§ EXERCISE
Copy exactly the lines of the records below, starting at the line that contains "Where can you find the lizard eye" and continuing through the last line, both included; omit any pictures.

**** DATA EXCERPTS ****

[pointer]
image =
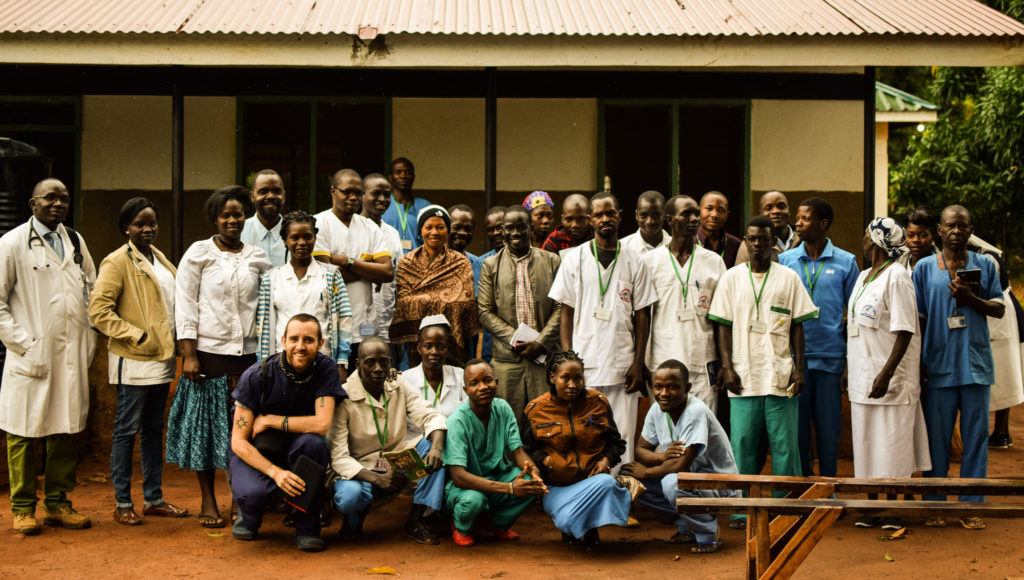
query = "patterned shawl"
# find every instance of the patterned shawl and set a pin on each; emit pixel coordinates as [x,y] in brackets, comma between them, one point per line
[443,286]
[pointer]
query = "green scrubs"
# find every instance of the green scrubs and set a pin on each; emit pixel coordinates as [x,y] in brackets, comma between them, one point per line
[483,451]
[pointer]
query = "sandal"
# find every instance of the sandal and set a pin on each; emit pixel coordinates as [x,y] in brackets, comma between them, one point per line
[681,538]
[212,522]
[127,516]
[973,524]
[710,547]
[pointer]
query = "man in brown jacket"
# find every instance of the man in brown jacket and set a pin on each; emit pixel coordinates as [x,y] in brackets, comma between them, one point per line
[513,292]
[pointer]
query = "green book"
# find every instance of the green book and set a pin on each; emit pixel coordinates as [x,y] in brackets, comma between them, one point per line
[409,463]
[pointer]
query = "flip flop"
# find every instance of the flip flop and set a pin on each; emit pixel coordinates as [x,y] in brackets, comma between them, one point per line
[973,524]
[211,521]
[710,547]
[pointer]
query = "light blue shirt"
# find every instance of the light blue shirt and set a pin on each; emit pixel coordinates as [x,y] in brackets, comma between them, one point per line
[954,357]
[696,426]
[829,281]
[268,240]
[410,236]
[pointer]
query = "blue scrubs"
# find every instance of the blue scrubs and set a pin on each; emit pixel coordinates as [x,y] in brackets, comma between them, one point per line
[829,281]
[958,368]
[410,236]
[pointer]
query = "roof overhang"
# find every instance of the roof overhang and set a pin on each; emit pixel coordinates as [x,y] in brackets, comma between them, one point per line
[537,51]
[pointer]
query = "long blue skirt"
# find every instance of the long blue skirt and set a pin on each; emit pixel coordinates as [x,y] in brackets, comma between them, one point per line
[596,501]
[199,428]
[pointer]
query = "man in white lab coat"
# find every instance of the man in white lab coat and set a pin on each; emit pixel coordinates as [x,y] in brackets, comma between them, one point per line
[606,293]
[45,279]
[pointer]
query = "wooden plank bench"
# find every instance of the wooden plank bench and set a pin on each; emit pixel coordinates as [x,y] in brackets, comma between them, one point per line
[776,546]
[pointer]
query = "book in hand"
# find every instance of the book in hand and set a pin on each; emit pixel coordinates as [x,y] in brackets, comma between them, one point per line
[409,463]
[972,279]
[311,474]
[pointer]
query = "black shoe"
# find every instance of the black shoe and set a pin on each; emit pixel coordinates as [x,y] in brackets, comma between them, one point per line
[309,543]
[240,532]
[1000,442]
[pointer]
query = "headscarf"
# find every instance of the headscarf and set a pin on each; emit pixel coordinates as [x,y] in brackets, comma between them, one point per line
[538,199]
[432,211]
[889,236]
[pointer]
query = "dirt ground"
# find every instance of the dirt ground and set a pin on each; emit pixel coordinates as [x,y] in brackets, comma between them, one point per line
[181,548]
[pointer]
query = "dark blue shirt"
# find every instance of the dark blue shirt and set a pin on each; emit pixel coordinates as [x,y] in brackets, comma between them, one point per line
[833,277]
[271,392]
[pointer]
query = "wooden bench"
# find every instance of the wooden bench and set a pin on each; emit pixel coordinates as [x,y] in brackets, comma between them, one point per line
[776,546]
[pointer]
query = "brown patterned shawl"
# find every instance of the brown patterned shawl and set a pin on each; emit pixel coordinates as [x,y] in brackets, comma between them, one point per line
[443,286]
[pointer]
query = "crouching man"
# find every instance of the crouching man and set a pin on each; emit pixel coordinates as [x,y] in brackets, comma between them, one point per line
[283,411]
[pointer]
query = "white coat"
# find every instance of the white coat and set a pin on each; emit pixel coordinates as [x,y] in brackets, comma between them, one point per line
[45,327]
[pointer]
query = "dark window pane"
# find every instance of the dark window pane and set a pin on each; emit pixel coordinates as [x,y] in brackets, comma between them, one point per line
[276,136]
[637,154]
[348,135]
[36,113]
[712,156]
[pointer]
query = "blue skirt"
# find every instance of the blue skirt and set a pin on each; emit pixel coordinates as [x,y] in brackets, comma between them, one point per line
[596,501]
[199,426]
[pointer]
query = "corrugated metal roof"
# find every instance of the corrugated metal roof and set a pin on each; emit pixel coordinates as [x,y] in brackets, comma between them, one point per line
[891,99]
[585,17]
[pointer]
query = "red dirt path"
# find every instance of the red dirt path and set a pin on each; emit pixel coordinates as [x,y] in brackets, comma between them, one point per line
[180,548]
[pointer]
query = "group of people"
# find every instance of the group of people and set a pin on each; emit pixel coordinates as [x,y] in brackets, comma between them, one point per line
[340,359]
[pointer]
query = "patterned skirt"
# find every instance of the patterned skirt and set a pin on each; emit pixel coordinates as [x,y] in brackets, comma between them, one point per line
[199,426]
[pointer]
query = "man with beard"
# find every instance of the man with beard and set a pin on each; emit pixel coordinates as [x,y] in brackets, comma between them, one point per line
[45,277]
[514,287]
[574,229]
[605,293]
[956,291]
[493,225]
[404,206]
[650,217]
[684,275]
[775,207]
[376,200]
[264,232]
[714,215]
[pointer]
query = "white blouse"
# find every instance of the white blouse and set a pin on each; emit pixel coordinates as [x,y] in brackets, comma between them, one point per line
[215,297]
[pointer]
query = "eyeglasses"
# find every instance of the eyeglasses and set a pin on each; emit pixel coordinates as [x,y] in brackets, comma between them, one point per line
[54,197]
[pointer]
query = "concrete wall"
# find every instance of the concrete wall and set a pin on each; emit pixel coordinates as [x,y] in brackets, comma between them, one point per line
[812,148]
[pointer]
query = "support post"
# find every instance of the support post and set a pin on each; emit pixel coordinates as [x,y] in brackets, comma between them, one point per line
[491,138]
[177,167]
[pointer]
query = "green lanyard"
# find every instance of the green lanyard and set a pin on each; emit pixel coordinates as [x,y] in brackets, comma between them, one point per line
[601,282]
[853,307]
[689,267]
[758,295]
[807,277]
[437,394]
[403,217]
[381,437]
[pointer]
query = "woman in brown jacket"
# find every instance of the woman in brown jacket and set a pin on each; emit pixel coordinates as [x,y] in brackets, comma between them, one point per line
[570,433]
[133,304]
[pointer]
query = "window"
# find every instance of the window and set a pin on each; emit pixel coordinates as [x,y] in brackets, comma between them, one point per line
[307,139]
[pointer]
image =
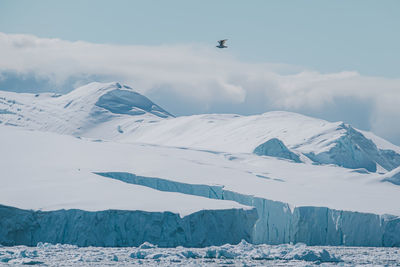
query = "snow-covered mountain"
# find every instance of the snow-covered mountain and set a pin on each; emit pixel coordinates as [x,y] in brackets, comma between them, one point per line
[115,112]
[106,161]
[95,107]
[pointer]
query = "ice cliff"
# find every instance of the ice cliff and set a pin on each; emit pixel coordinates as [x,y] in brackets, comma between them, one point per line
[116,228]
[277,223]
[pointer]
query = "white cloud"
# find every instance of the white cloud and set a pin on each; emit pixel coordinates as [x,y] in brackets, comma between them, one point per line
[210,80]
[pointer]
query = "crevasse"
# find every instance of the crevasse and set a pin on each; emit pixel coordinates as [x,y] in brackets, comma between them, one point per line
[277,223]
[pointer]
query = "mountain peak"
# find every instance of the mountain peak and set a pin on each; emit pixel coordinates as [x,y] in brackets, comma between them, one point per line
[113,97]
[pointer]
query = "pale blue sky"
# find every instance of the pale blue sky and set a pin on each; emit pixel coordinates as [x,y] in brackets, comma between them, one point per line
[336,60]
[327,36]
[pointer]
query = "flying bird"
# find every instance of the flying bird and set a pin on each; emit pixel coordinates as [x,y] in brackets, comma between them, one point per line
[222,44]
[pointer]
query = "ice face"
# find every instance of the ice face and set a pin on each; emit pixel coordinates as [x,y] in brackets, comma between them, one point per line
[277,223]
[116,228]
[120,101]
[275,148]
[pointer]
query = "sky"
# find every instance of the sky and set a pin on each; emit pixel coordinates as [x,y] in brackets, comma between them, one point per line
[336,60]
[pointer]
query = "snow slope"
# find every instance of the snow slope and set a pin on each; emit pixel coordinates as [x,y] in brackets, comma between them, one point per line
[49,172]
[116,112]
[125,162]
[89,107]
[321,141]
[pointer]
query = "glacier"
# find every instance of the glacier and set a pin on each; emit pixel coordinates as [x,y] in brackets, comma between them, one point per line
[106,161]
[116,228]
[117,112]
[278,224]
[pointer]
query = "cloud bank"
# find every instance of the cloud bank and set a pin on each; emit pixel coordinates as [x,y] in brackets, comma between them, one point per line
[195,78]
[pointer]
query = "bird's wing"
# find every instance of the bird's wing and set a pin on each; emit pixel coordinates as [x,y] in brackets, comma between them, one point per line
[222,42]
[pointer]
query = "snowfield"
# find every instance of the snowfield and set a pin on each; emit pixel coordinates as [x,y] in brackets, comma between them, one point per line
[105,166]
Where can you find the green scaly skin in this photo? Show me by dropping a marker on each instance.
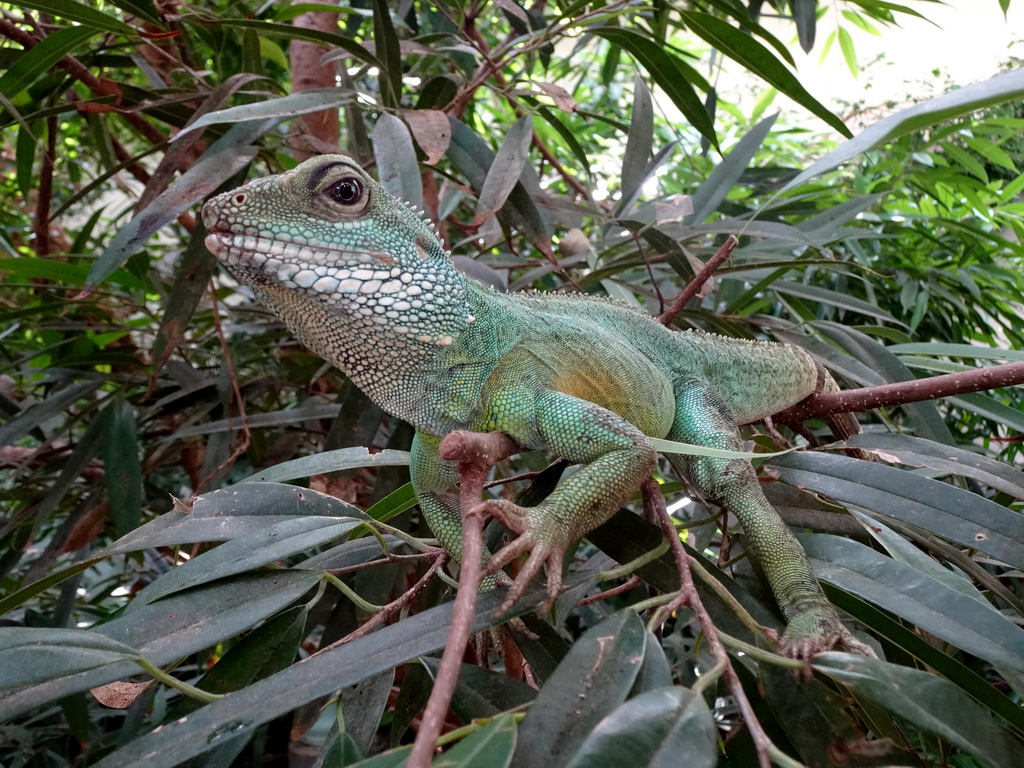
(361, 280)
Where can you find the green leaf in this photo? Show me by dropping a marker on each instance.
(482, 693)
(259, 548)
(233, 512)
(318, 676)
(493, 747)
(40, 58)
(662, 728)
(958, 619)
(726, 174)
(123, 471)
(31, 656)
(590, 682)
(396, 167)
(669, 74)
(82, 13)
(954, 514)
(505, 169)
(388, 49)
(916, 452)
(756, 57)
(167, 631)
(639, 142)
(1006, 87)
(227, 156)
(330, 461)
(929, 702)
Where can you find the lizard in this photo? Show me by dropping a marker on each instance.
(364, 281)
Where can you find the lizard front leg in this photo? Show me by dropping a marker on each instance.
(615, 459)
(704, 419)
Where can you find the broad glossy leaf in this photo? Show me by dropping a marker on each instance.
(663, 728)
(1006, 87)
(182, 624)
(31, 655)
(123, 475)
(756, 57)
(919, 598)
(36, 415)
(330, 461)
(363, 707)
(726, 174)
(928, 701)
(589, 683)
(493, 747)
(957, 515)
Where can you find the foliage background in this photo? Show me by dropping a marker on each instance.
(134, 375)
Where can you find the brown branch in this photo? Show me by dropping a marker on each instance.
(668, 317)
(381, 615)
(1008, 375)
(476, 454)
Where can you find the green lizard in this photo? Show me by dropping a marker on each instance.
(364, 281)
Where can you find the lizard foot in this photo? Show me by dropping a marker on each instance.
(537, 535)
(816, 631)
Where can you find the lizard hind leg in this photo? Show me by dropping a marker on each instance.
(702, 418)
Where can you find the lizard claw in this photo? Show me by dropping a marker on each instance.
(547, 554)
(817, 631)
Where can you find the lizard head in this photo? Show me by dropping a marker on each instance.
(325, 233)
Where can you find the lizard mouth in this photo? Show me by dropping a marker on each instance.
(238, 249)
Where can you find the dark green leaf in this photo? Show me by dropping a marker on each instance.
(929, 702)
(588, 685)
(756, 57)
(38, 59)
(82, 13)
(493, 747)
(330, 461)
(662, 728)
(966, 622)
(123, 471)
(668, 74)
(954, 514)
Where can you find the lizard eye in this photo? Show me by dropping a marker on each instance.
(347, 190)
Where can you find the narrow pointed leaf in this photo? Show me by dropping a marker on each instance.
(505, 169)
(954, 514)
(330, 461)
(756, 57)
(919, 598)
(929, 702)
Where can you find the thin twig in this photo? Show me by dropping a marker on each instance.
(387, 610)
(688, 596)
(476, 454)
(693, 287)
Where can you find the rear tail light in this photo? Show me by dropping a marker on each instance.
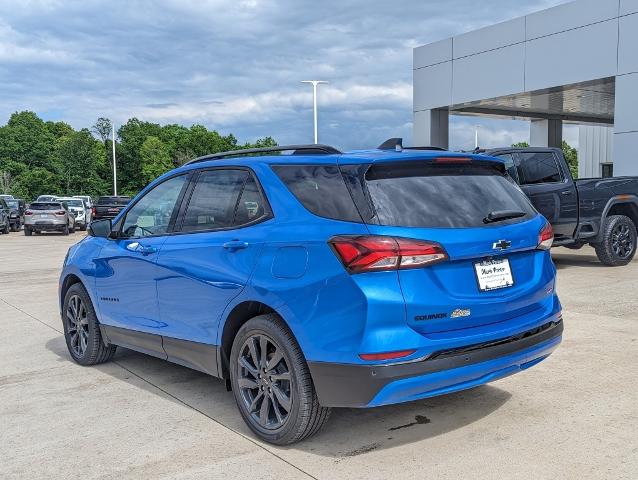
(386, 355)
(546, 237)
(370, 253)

****

§ RESPONSE
Where can you find the lizard eye in this photo? Show me by dropping a marker on each instance.
(347, 190)
Where can you find the narrow pointed leaf in this photo? Show me by dropping a marker on each instance.
(505, 169)
(954, 514)
(330, 461)
(756, 57)
(919, 598)
(929, 702)
Where can you find the thin twig in this photo? Show me by dropping a marker on each instance.
(387, 610)
(688, 596)
(476, 454)
(693, 287)
Where can you find the rear tail light in this photo? Show me by dropping a marker on each instance.
(386, 355)
(546, 237)
(370, 253)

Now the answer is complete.